EXTRACTED RECORDS
BEGIN

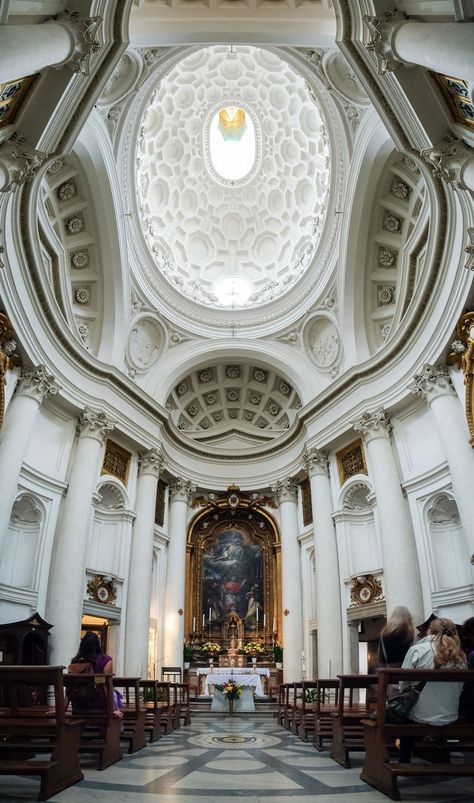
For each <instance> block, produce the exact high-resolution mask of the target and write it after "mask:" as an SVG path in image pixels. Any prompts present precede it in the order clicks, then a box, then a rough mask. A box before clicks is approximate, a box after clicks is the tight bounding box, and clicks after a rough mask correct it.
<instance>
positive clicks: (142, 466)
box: [138, 447, 165, 477]
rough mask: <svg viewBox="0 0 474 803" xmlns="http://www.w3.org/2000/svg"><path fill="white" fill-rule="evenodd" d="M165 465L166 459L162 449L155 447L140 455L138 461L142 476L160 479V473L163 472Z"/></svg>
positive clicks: (140, 470) (140, 471)
mask: <svg viewBox="0 0 474 803" xmlns="http://www.w3.org/2000/svg"><path fill="white" fill-rule="evenodd" d="M164 464H165V459H164V457H163V452H162V451H161V449H160V448H156V447H153V448H152V449H149V450H148V451H147V452H143V454H141V455H140V457H139V460H138V473H139V475H140V476H141V475H143V474H152V475H153V476H155V477H158V476H159V474H160V471H162V470H163V466H164Z"/></svg>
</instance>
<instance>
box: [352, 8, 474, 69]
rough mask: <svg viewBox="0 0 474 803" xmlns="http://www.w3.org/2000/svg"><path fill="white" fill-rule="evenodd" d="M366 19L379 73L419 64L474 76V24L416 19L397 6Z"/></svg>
mask: <svg viewBox="0 0 474 803" xmlns="http://www.w3.org/2000/svg"><path fill="white" fill-rule="evenodd" d="M363 20H364V23H365V24H366V26H367V28H368V30H369V34H370V40H369V42H368V43H367V45H366V47H367V50H372V51H374V52H375V54H376V56H377V61H378V65H379V72H380V73H384V72H385V71H386V70H393V69H395V68H396V67H398V66H402V65H406V64H408V65H412V64H418V65H420V66H421V67H426V68H427V69H428V70H434V71H435V72H440V73H445V74H447V75H454V76H455V77H456V78H465V79H466V80H472V79H473V78H474V59H473V57H472V43H473V41H474V24H472V23H463V24H462V25H459V24H458V23H456V22H453V23H443V24H442V25H440V24H439V23H436V22H435V23H430V22H417V21H416V20H410V19H405V17H404V15H403V14H402V13H401V12H400V11H397V10H389V11H386V12H385V14H384V15H383V16H380V17H371V16H365V17H364V18H363Z"/></svg>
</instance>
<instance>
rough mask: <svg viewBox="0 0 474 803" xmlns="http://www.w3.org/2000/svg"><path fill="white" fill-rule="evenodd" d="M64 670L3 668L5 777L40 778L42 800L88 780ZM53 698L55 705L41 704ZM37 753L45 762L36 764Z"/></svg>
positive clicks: (33, 667)
mask: <svg viewBox="0 0 474 803" xmlns="http://www.w3.org/2000/svg"><path fill="white" fill-rule="evenodd" d="M63 669H64V667H62V666H38V667H31V666H30V667H26V666H0V689H1V699H2V707H1V708H0V774H2V775H35V776H36V775H39V777H40V779H41V784H40V790H39V795H38V800H47V799H48V798H50V797H51V796H52V795H55V794H57V793H58V792H61V791H62V790H63V789H66V788H67V787H68V786H71V785H72V784H74V783H77V782H78V781H82V779H83V777H84V776H83V774H82V772H81V768H80V764H79V755H78V747H79V737H80V731H81V722H80V721H79V720H75V721H74V722H73V721H71V720H68V719H67V718H66V710H65V703H64V685H63ZM48 699H51V705H49V704H47V703H43V702H42V701H45V700H48ZM37 755H41V756H42V758H41V759H39V760H36V759H35V756H37ZM46 756H48V757H46Z"/></svg>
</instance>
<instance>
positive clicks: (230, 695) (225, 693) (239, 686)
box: [215, 680, 242, 700]
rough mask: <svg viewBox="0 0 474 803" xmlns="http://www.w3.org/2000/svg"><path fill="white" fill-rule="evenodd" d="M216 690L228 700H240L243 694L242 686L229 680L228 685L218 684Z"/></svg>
mask: <svg viewBox="0 0 474 803" xmlns="http://www.w3.org/2000/svg"><path fill="white" fill-rule="evenodd" d="M215 688H216V689H219V691H221V692H222V694H223V695H224V697H225V698H226V700H238V699H239V697H240V696H241V694H242V686H240V685H239V684H238V683H235V681H233V680H228V681H227V683H222V684H220V683H218V684H216V687H215Z"/></svg>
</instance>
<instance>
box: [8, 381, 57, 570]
mask: <svg viewBox="0 0 474 803" xmlns="http://www.w3.org/2000/svg"><path fill="white" fill-rule="evenodd" d="M58 389H59V386H58V385H57V384H56V382H55V381H54V378H53V377H52V376H51V375H50V374H48V373H47V372H46V369H45V367H44V366H43V365H40V366H37V367H36V368H33V369H32V370H25V371H24V372H23V374H22V377H21V379H20V381H19V383H18V385H17V388H16V392H15V395H14V397H13V399H12V400H11V402H10V404H9V406H8V408H7V412H6V415H5V421H4V424H3V427H2V429H1V430H0V477H1V484H2V504H1V506H0V555H1V550H2V545H3V541H4V539H5V537H6V533H7V528H8V523H9V521H10V515H11V511H12V507H13V502H14V499H15V495H16V492H17V487H18V479H19V476H20V472H21V467H22V465H23V460H24V457H25V453H26V449H27V446H28V441H29V439H30V435H31V431H32V429H33V424H34V422H35V419H36V416H37V415H38V413H39V410H40V408H41V404H42V402H43V400H44V399H45V398H46V397H47V396H49V395H51V394H54V393H57V392H58Z"/></svg>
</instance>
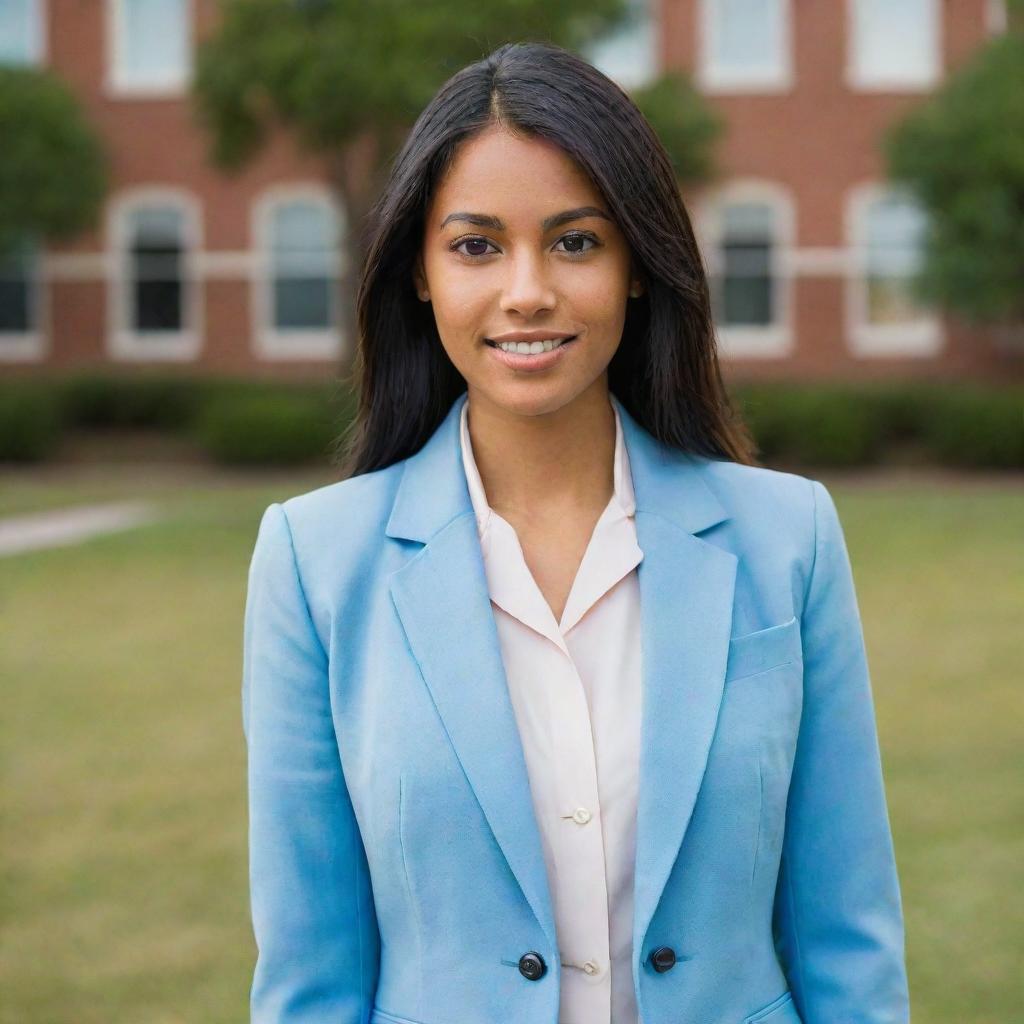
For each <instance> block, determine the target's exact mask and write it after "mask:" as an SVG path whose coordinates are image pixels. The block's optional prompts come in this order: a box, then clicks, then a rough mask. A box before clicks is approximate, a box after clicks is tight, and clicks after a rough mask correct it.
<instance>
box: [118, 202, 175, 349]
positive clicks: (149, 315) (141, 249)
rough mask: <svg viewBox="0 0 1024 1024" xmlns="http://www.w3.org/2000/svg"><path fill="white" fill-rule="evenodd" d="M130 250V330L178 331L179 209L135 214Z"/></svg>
mask: <svg viewBox="0 0 1024 1024" xmlns="http://www.w3.org/2000/svg"><path fill="white" fill-rule="evenodd" d="M132 221H133V226H132V239H133V244H132V248H131V274H132V288H131V294H132V310H131V316H132V318H131V328H132V330H133V331H137V332H146V331H180V330H181V328H182V327H183V324H184V284H183V281H182V273H181V263H182V245H181V232H182V226H183V225H182V218H181V213H180V211H179V210H176V209H173V208H170V207H163V208H162V207H151V208H147V209H140V210H137V211H135V213H134V215H133V218H132Z"/></svg>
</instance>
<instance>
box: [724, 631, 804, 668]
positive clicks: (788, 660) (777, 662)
mask: <svg viewBox="0 0 1024 1024" xmlns="http://www.w3.org/2000/svg"><path fill="white" fill-rule="evenodd" d="M801 660H803V650H802V648H801V643H800V622H799V621H798V620H797V616H796V615H794V616H793V618H791V620H788V621H787V622H784V623H779V625H778V626H769V627H768V629H765V630H758V631H757V632H756V633H744V634H743V635H742V636H738V637H733V638H732V639H731V640H730V641H729V663H728V666H727V667H726V671H725V681H726V682H730V681H732V680H736V679H745V678H746V677H748V676H757V675H760V674H761V673H763V672H769V671H770V670H771V669H777V668H780V667H781V666H783V665H791V664H793V663H795V662H801Z"/></svg>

END

THE PROBLEM
Could you change every "rough mask" in the material above to "coarse mask" and write out all of its lines again with nothing else altered, leaving out the pictures?

PROBLEM SOLUTION
For each <instance> block, produce the exact high-resolution mask of the target and write it after "mask:" as an SVG path in image pixels. Any prompts present precede it in the order clicks, then a box, then a coarse mask. A box before clicks is approximate, a box after clicks is the tight bounding box, and clicks after a coarse mask correct it.
<instance>
positive clicks: (142, 466)
box: [138, 447, 165, 477]
coarse mask: <svg viewBox="0 0 474 803" xmlns="http://www.w3.org/2000/svg"><path fill="white" fill-rule="evenodd" d="M165 465L166 459L162 449L155 447L140 455L138 461L142 476L160 479V473L163 472Z"/></svg>
positive clicks: (140, 470) (140, 471)
mask: <svg viewBox="0 0 474 803" xmlns="http://www.w3.org/2000/svg"><path fill="white" fill-rule="evenodd" d="M164 464H165V459H164V457H163V452H162V451H161V449H160V448H156V447H153V448H152V449H149V450H148V451H147V452H143V454H141V455H140V457H139V460H138V473H139V475H140V476H141V475H143V474H152V475H153V476H155V477H158V476H159V474H160V471H162V470H163V466H164Z"/></svg>
</instance>
<instance>
box: [352, 8, 474, 69]
coarse mask: <svg viewBox="0 0 474 803" xmlns="http://www.w3.org/2000/svg"><path fill="white" fill-rule="evenodd" d="M366 19L379 73L419 64L474 76V24L416 19L397 6Z"/></svg>
mask: <svg viewBox="0 0 474 803" xmlns="http://www.w3.org/2000/svg"><path fill="white" fill-rule="evenodd" d="M363 20H364V23H365V24H366V26H367V28H368V30H369V34H370V40H369V42H368V43H367V45H366V47H367V50H372V51H374V52H375V54H376V56H377V61H378V65H379V72H380V73H384V72H385V71H386V70H393V69H395V68H396V67H398V66H402V65H406V64H408V65H412V64H418V65H420V66H421V67H426V68H427V69H428V70H434V71H435V72H440V73H445V74H447V75H454V76H455V77H456V78H465V79H466V80H472V79H473V78H474V59H473V57H472V43H473V41H474V24H472V23H463V24H462V25H459V24H458V23H456V22H453V23H443V24H442V25H440V24H439V23H436V22H435V23H430V22H417V21H416V20H410V19H405V17H404V15H403V14H402V13H401V12H400V11H397V10H389V11H386V12H385V14H384V15H383V16H380V17H371V16H365V17H364V18H363Z"/></svg>
</instance>
<instance>
coarse mask: <svg viewBox="0 0 474 803" xmlns="http://www.w3.org/2000/svg"><path fill="white" fill-rule="evenodd" d="M64 670L3 668L5 777L40 778L42 800L88 780ZM53 698L55 705L41 704ZM37 753L45 762L36 764Z"/></svg>
positive clicks: (33, 667)
mask: <svg viewBox="0 0 474 803" xmlns="http://www.w3.org/2000/svg"><path fill="white" fill-rule="evenodd" d="M63 669H64V667H62V666H38V667H31V666H30V667H26V666H0V689H1V699H2V707H1V708H0V774H2V775H35V776H36V775H39V777H40V779H41V784H40V790H39V795H38V800H47V799H48V798H50V797H51V796H52V795H55V794H57V793H58V792H61V791H62V790H63V789H66V788H67V787H68V786H71V785H72V784H74V783H77V782H78V781H82V779H83V777H84V776H83V774H82V772H81V768H80V764H79V755H78V747H79V737H80V731H81V722H80V721H79V720H75V721H74V722H73V721H71V720H68V719H67V718H66V710H65V703H64V685H63ZM48 699H51V705H49V704H47V703H43V702H42V701H45V700H48ZM37 755H41V756H42V758H41V759H39V760H36V759H35V756H37ZM46 756H48V757H46Z"/></svg>
</instance>
<instance>
positive clicks: (230, 695) (225, 693) (239, 686)
box: [215, 680, 242, 700]
coarse mask: <svg viewBox="0 0 474 803" xmlns="http://www.w3.org/2000/svg"><path fill="white" fill-rule="evenodd" d="M216 690L228 700H240L243 694L242 686L229 680L228 685L218 684Z"/></svg>
mask: <svg viewBox="0 0 474 803" xmlns="http://www.w3.org/2000/svg"><path fill="white" fill-rule="evenodd" d="M215 688H216V689H219V691H221V692H222V694H223V695H224V697H225V698H226V700H238V699H239V697H240V696H241V694H242V686H240V685H239V684H238V683H235V681H233V680H228V681H227V683H222V684H220V683H218V684H216V687H215Z"/></svg>
</instance>
<instance>
box: [8, 381, 57, 570]
mask: <svg viewBox="0 0 474 803" xmlns="http://www.w3.org/2000/svg"><path fill="white" fill-rule="evenodd" d="M58 389H59V386H58V385H57V384H56V382H55V381H54V378H53V377H52V376H51V375H50V374H48V373H47V372H46V369H45V367H44V366H43V365H40V366H37V367H36V368H33V369H32V370H25V371H24V372H23V374H22V377H21V379H20V381H19V383H18V385H17V388H16V392H15V395H14V397H13V399H12V400H11V402H10V404H9V406H8V408H7V412H6V415H5V421H4V424H3V427H2V429H1V430H0V477H1V484H2V504H1V506H0V555H1V550H2V545H3V541H4V539H5V537H6V533H7V528H8V523H9V521H10V515H11V511H12V507H13V502H14V499H15V495H16V492H17V487H18V479H19V476H20V472H21V467H22V465H23V460H24V457H25V453H26V449H27V446H28V441H29V439H30V435H31V431H32V429H33V424H34V422H35V419H36V416H37V415H38V413H39V410H40V408H41V404H42V402H43V400H44V399H45V398H46V397H47V396H49V395H51V394H54V393H57V392H58Z"/></svg>
</instance>
For each <instance> block, determine the target's exact mask and write it after "mask:" as an SVG path whose coordinates are image pixels. The block's optional prompts come in this order: a box, then clicks, then a coarse mask. A box before clicks is approximate, a box after clicks is tight, and clicks after a coarse mask correct it.
<instance>
box: [118, 202, 175, 349]
positive clicks: (149, 315) (141, 249)
coarse mask: <svg viewBox="0 0 1024 1024" xmlns="http://www.w3.org/2000/svg"><path fill="white" fill-rule="evenodd" d="M130 250V330L178 331L179 209L135 214Z"/></svg>
mask: <svg viewBox="0 0 1024 1024" xmlns="http://www.w3.org/2000/svg"><path fill="white" fill-rule="evenodd" d="M132 221H133V226H132V239H133V244H132V248H131V274H132V288H131V294H132V310H131V316H132V318H131V328H132V330H133V331H137V332H146V331H180V330H181V328H182V327H183V324H184V284H183V281H182V273H181V263H182V245H181V232H182V226H183V225H182V218H181V213H180V211H179V210H176V209H173V208H170V207H163V208H162V207H151V208H147V209H140V210H137V211H135V213H134V215H133V218H132Z"/></svg>
</instance>
<instance>
box: [724, 631, 804, 668]
positive clicks: (788, 660) (777, 662)
mask: <svg viewBox="0 0 1024 1024" xmlns="http://www.w3.org/2000/svg"><path fill="white" fill-rule="evenodd" d="M801 660H803V650H802V648H801V643H800V622H799V621H798V620H797V616H796V615H794V616H793V618H791V620H788V621H787V622H784V623H779V625H778V626H769V627H768V629H765V630H758V631H757V632H756V633H744V634H743V635H742V636H738V637H733V638H732V639H731V640H730V641H729V663H728V666H727V667H726V671H725V681H726V682H730V681H732V680H736V679H745V678H746V677H748V676H757V675H760V674H761V673H763V672H769V671H770V670H771V669H777V668H780V667H781V666H783V665H791V664H793V663H795V662H801Z"/></svg>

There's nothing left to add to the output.